**Raw records**
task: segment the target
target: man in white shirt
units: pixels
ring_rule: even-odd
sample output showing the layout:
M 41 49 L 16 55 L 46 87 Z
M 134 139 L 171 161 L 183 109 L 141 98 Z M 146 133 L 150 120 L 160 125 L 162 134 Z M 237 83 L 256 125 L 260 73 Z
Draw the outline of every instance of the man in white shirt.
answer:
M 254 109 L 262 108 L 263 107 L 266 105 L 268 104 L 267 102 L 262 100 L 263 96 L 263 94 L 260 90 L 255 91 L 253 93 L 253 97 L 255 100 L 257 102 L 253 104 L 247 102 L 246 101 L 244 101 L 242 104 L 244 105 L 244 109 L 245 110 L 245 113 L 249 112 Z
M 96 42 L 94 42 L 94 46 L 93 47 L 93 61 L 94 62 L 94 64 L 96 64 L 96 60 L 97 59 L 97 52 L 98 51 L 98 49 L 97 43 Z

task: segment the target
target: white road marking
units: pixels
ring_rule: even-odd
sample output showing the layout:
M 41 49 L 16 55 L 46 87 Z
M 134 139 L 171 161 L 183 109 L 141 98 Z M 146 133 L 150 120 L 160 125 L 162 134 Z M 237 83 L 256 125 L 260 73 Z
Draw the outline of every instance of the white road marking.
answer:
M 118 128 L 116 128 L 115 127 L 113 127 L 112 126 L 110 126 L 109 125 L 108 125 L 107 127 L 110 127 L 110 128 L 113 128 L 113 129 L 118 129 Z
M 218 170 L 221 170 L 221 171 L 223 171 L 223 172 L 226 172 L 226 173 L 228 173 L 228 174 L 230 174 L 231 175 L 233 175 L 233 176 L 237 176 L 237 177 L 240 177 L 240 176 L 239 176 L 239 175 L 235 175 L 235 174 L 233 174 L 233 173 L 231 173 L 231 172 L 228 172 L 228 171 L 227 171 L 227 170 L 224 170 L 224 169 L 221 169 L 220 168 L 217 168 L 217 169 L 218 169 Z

**Given instruction**
Return all of the data word for word.

**Completed task**
task: segment the target
target: man in white shirt
units: pixels
ring_rule: even-odd
sample output showing the layout:
M 41 49 L 16 55 L 46 87 Z
M 134 139 L 171 161 L 183 109 L 141 98 Z M 146 133 L 150 120 L 160 125 L 162 134 Z M 237 83 L 256 125 L 260 73 Z
Draw the outline of every instance of the man in white shirt.
answer:
M 254 109 L 262 108 L 263 107 L 266 105 L 268 104 L 267 102 L 262 100 L 263 96 L 263 94 L 260 90 L 255 91 L 253 93 L 253 97 L 255 100 L 257 102 L 253 104 L 247 102 L 246 101 L 244 101 L 242 104 L 244 105 L 244 109 L 245 110 L 245 113 L 249 112 Z
M 96 42 L 94 42 L 94 46 L 93 47 L 93 61 L 94 62 L 94 64 L 96 64 L 96 60 L 97 59 L 97 52 L 98 51 L 98 49 L 97 43 Z

task: segment the target
target: white road marking
units: pixels
ring_rule: even-odd
sample output showing the layout:
M 41 49 L 16 55 L 46 87 Z
M 134 139 L 171 161 L 183 109 L 141 98 Z M 146 133 L 150 120 L 160 125 L 162 134 Z M 237 83 L 256 125 L 260 73 Z
Draw the outline of every instance of the white road marking.
answer:
M 118 128 L 116 128 L 115 127 L 113 127 L 112 126 L 110 126 L 109 125 L 108 125 L 107 127 L 110 127 L 110 128 L 113 128 L 113 129 L 118 129 Z
M 218 170 L 221 170 L 221 171 L 223 171 L 223 172 L 226 172 L 226 173 L 228 173 L 228 174 L 230 174 L 231 175 L 233 175 L 233 176 L 237 176 L 237 177 L 240 177 L 240 176 L 239 176 L 239 175 L 235 175 L 235 174 L 233 174 L 233 173 L 231 173 L 231 172 L 228 172 L 228 171 L 227 171 L 227 170 L 224 170 L 224 169 L 221 169 L 220 168 L 217 168 L 217 169 L 218 169 Z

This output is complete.